TO DO:
**A.** In the excerpt on working abroad, what share of firms in the ECA International survey regarded a spell abroad as useful and helpful to career prospects?
**B.** Write the next paragraph of the excerpt on working abroad, picking up after its final sentence.

PAGE EXCERPT:
*-*-*

The Cendant survey of 100 leading companies and organisations showed 59% expecting expatriate employment to grow in the next five years. (The figure for smaller companies was 71%.) The biggest growth area for foreign assignments is in IT and telecommunications, with expanding opportunities for middle managers in particular. But although demand is high, two-thirds of companies rated finding suitable candidates for international assignments as a 'high' problem, though only a fifth listed candidates' reluctance to relocate as a difficulty.
Sometimes shifting abroad means simply doing what you had been doing at home, but in a different climate. But at some big firms a foreign assignment may offer the opportunity for a significant career switch and the acquisition of a whole new set of skills and knowledge. Nowadays, American companies are placing a lot less emphasis on functional experience and much more on picking the kind of people who look as though they are capable of running an international business.
Overseas experience certainly appears to be valued by many companies: a survey by ECA International, the overseas employment specialist, found that 88% of firms regarded a spell abroad as useful and helpful to career prospects. Almost as many saw an international assignment as essential or at least desirable for a future managing director and for board members.
Sixty per cent of directors of companies with between 10,000 and 30,000 staff are reckoned to have worked abroad at some point in their careers - and about 40% gained promotion after their assignments. An international posting 'undoubtedly makes you more marketable for the future', notes Gill Carrick of headhunters GKR. And Jane Crawford, who heads 3i's operation in Asia and the Pacific, says: 'A career with 3i will involve moving around to gain experience. Anyone who wants to stay put in one place just wouldn't be considered.'
The rotation of potential corporate leaders through different functions is increasingly seen as vital in developing senior managers, and what could be more logical than taking them through a period overseas facing the challenge either of keeping up with the cutting edge of American business or dealing with crony capitalism in south-east Asia? A study by Korn/Ferry International and the Economist Intelligence Unit, based on interviews with 50 top managers of leading companies, singled out job rotation and fast-tracking as the two best ways of building up executive strength, and specifically listed international assignments as an important element in achieving this. Alex Trotman, the former head of Ford, said in an interview with Sunday Business: 'Think global, be prepared to work in several different cultures. You'll never get on staying in one place. Speak more than one language; get used to the idea of intensive competition. Be nimble, be courageous and always expect the unexpected.'
In a sense, this might be seen as a return to the high days of the British Empire, when promising young men set off to make their mark in the colonies and returned covered in riches. But back then the fruits to be harvested from Hong Kong or the Transvaal were primarily material - the traders and gold tycoons sailed home to build mansions in Mayfair and buy castles in Scotland. Today, although the remuneration and allowance packages may be good and the taxes low, the corporate benefits are more firmly rooted in the knowledge economy.

*-*-*

INFORMATION GIVEN:
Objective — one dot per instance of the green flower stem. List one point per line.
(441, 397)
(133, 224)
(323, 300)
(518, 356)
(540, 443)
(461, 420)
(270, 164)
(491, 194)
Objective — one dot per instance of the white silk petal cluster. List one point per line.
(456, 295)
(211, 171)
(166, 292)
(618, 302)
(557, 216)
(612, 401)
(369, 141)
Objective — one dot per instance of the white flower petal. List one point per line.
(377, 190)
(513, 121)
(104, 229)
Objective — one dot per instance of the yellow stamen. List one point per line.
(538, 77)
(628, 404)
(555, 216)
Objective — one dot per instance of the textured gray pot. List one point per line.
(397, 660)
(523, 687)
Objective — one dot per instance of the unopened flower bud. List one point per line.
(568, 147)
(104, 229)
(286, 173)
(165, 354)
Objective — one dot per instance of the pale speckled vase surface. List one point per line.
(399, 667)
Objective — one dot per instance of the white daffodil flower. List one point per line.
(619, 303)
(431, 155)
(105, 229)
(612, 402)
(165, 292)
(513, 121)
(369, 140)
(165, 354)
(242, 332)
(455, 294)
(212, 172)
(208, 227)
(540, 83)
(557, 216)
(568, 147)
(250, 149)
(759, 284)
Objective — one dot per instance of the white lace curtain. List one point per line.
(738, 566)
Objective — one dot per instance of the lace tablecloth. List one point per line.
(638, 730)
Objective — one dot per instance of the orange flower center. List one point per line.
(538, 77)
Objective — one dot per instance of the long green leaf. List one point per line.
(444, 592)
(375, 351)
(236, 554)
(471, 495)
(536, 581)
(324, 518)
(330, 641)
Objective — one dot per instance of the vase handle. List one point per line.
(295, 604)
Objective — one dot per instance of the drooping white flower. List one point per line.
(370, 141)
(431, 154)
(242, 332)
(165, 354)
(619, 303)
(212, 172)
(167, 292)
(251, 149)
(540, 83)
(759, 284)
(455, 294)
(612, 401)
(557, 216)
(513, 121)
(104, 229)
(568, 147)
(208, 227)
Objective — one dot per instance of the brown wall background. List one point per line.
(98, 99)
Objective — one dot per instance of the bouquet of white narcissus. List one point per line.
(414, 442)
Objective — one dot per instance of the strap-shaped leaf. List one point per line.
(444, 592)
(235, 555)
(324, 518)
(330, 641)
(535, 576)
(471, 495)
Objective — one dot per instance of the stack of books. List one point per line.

*-*-*

ANSWERS:
**A.** 88% of firms.

**B.**
'You go to America or Asia and you simply learn a whole lot of things you would only read about if you stayed here,' says a woman in her early thirties who returned to London this spring after four years working for big retailers in New York and Singapore. 'We like to think we are at the centre of the universe in Britain, but we aren't. I find a lot of my colleagues here way behind in their thinking. The trouble is that they don't realise it.'
Says Alison Clarke, head of Asia Pacific for Shandwick, the PR group: 'People in Asia have a much broader global view than people in the UK.
There is this perspective from an earlier stage in each person's business career. Even junior staff have much more of an interest and knowledge of what's going on outside of the box. It's an attitude that I'll definitely bring back to the UK with me.'
For some, family ties, children's education or the simple difficulty of adapting to a new country and culture act as a natural deterrent. But, on the other hand, take an archetypal internationalist, South African-born Lorna Davis, who worked in New Zealand before coming to Europe to manage the Jacobs Biscuit Group operations in Britain and Ireland - for the French owner, Danone.
'I find that moving around clears the gunk out of your life and is very invigorating,' she says. 'I've lived in half a dozen different countries now and consider myself an international citizen.'
Not surprisingly, the US is the main worldwide destination for managers who work outside their national boundaries, ahead of Britain, Germany and France. Britain may have stayed out of the euro, but there is no shortage of work in Brussels with its army of national representatives, lobbyists and lawyers. Among developing economies, China appeared in first place for expatriates in the ECA survey, followed by Poland and Russia, which was rated as the most difficult country in which to work.
Apart from its position as the home to some of the most successful globalised giants, America is a natural magnet for anybody wanting to tune into the new economy and the fast edge of business at its source - be it in Silicon Valley or on Wall Street or in the great print/internet/film media empires on each coast. For those on the way up, it has another great attraction.
'If you're bright, you get rewarded quickly,' says Damian Gilbert, a one-time Royal Marine who ran venture capital funds in North America before returning to London to set up a European internet business. 'They're used to people being successful young in a way that the UK isn't. Nobody in New York is surprised to meet a CEO who's 30. And the British economy just isn't as conducive to building a company.'
Another incentive for managers who are thinking of following Horace Greeley's exhortation to go west is an increasing awareness by US companies of the growing shortage of home-grown talent. Why else would headhunters' revenue have been rising twice as fast as GDP? Research by McKinsey shows a recognition that, so long as this remains true, the ability of American companies to maximise the opportunities opened up by globalisation will fall short of their geographical reach.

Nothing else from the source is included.